* _Provided records_
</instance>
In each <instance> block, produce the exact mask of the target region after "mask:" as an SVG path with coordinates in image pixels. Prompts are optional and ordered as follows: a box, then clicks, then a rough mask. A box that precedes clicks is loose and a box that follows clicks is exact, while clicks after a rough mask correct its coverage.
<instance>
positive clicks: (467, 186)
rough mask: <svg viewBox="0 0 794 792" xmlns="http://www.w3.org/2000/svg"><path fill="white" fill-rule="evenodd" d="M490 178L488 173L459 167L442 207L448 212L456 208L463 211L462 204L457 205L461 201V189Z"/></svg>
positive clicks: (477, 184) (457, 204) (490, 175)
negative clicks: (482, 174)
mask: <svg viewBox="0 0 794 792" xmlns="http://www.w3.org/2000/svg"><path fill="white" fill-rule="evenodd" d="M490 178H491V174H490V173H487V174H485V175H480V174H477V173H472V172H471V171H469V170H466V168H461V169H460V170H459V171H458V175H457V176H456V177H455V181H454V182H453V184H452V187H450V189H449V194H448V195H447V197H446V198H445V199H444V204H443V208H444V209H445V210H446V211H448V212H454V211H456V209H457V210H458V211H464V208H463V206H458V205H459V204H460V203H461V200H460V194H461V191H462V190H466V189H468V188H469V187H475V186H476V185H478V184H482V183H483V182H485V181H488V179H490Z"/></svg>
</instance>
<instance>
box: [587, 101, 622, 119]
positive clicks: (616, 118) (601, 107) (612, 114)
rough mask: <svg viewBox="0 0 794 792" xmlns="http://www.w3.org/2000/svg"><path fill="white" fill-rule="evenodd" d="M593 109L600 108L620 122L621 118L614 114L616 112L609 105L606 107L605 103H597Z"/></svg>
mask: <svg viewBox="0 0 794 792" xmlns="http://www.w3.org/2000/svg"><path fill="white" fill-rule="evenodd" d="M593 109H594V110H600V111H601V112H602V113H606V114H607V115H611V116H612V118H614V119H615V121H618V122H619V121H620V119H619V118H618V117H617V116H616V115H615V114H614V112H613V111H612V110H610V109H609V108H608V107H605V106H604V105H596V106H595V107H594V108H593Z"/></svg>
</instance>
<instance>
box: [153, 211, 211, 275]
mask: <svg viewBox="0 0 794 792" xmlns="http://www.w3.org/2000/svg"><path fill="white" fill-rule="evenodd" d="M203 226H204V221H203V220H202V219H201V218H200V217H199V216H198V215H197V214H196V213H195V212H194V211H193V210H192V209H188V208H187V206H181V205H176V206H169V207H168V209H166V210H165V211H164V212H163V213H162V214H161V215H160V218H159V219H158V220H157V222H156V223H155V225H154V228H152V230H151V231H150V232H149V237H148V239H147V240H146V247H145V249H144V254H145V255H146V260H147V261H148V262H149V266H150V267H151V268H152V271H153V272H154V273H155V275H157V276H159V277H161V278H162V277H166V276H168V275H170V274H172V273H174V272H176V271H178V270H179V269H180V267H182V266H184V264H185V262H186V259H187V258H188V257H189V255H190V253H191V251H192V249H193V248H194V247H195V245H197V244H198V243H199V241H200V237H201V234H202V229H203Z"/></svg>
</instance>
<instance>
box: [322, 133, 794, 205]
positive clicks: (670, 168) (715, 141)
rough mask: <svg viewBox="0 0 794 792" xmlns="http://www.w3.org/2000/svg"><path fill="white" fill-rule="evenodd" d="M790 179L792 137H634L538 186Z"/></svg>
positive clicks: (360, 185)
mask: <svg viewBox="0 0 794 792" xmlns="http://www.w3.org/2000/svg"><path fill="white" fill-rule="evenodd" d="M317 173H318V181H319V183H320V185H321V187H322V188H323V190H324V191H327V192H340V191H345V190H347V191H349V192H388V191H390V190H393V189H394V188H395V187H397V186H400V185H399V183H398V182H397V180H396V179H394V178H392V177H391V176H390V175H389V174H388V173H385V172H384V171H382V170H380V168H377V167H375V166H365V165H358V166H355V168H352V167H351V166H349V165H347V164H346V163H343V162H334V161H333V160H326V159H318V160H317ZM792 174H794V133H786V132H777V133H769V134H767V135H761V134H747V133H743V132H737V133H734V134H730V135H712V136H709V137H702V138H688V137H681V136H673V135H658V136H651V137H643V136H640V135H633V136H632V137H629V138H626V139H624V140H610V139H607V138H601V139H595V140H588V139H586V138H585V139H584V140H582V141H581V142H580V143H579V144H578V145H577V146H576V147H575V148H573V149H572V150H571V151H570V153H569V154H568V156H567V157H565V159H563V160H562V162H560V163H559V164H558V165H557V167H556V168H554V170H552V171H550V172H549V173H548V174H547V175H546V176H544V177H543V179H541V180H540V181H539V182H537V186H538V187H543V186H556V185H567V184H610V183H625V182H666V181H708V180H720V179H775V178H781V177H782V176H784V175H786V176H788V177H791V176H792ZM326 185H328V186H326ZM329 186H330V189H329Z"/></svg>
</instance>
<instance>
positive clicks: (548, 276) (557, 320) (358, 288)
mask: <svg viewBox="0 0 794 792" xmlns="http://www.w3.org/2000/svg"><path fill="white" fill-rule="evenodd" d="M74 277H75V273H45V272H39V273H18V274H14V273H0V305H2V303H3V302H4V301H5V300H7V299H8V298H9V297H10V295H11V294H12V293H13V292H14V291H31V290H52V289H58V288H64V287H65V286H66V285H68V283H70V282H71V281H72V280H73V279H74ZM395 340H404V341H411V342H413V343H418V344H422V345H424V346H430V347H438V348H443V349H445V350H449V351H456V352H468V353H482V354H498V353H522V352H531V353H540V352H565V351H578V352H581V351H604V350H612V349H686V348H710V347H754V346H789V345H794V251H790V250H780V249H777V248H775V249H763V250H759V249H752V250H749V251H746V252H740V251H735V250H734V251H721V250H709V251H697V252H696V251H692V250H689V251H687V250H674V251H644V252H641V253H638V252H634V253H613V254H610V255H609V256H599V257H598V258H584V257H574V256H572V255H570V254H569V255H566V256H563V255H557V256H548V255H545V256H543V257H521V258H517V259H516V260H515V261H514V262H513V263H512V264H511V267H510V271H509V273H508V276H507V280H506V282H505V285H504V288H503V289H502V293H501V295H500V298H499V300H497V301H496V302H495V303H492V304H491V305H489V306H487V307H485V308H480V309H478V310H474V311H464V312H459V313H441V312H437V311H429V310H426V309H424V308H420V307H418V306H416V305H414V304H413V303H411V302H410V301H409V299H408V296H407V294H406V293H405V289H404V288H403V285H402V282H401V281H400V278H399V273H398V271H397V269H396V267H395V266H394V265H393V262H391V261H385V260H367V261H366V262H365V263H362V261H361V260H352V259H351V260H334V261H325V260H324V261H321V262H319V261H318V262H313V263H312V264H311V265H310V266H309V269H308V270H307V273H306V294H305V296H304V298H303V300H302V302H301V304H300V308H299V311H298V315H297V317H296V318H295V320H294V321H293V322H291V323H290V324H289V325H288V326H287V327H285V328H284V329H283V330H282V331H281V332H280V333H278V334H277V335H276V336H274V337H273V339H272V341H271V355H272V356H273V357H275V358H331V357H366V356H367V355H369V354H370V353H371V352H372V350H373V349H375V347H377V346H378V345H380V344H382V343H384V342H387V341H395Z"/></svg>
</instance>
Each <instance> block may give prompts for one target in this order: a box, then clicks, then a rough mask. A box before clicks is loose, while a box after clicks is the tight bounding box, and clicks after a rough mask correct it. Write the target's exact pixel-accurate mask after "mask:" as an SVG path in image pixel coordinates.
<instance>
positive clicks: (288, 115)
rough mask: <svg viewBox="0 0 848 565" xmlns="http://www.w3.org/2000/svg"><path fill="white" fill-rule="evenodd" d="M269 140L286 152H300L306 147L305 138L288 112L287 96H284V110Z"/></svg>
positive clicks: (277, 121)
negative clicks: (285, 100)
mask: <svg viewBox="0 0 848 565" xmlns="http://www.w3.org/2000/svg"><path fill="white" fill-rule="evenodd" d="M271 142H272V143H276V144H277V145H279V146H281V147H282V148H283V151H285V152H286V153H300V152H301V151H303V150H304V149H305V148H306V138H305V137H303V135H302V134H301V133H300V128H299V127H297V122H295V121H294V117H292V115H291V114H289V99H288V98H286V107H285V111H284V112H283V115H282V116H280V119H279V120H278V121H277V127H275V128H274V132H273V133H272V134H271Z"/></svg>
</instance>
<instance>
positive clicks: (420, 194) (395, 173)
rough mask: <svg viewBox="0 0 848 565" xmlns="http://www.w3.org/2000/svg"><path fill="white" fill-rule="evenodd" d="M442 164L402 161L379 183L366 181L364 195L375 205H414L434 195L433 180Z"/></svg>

* _Required action_
In the listing above, find each line with the word "block" and copy it out.

* _The answer_
In each <instance> block, produce the exact mask of the target region after "mask:" as an SVG path with coordinates in image pixels. Prompts are optional and ordered as follows: a box, then clicks, then a rough mask. A box that precedes clicks is loose and a box that follows clicks is exact, while clicks after a rough mask correct its coverage.
Each <instance> block may give prompts for one target in this order: a box, then clicks, then a rough mask. A box before clicks is loose, while a box after clicks is the tight bounding box, and clicks after a rough mask correct it. Write the target's exact pixel-accurate mask after "mask:" as an SVG path in image pixel coordinates.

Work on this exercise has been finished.